Work required
Search the listing below for the word "white" and copy each line where it appears.

Dataset records
<<<<

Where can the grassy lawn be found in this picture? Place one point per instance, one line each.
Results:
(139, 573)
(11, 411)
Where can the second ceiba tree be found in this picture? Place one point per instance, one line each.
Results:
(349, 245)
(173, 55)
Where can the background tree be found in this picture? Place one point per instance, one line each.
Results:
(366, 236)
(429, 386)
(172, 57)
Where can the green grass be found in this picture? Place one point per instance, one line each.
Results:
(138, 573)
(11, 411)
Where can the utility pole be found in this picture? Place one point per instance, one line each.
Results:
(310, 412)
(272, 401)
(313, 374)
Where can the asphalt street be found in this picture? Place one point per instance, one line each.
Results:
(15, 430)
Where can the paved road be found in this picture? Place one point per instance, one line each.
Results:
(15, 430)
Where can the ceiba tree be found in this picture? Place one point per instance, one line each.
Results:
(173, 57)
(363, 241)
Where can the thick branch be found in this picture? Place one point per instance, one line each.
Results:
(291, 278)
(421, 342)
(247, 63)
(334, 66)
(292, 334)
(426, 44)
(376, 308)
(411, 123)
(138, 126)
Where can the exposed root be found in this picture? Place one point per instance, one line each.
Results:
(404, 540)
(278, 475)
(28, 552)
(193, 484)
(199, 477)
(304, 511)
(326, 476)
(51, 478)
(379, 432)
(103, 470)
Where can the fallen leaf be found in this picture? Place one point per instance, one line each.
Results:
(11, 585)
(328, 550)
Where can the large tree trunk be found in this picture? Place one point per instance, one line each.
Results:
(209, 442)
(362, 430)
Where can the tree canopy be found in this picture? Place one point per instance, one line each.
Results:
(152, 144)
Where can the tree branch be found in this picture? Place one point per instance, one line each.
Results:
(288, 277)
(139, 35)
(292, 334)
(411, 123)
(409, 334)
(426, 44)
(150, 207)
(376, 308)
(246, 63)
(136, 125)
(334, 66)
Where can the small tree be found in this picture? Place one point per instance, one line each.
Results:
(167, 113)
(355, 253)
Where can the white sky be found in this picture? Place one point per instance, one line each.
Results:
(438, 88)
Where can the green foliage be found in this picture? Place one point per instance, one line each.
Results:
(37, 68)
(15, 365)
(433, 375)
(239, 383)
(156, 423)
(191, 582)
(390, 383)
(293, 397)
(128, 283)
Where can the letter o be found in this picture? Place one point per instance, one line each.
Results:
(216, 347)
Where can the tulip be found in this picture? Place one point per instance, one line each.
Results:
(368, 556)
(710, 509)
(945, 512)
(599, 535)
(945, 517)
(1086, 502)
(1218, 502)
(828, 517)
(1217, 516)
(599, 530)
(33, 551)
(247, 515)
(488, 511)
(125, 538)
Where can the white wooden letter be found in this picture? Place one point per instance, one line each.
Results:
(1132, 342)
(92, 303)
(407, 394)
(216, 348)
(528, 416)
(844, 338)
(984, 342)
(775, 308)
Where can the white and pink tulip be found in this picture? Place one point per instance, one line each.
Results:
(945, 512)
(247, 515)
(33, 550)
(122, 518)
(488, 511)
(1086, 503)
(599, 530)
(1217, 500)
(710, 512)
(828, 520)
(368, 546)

>>>>

Answer to the problem
Where can the white sky be found in this picture? Place one point per instance, one line each.
Where can the white wooden letter be found in this picture? Place one point per instance, one line each.
Where can the white and pink tulip be found in this picture? Place one point per instance, one line each.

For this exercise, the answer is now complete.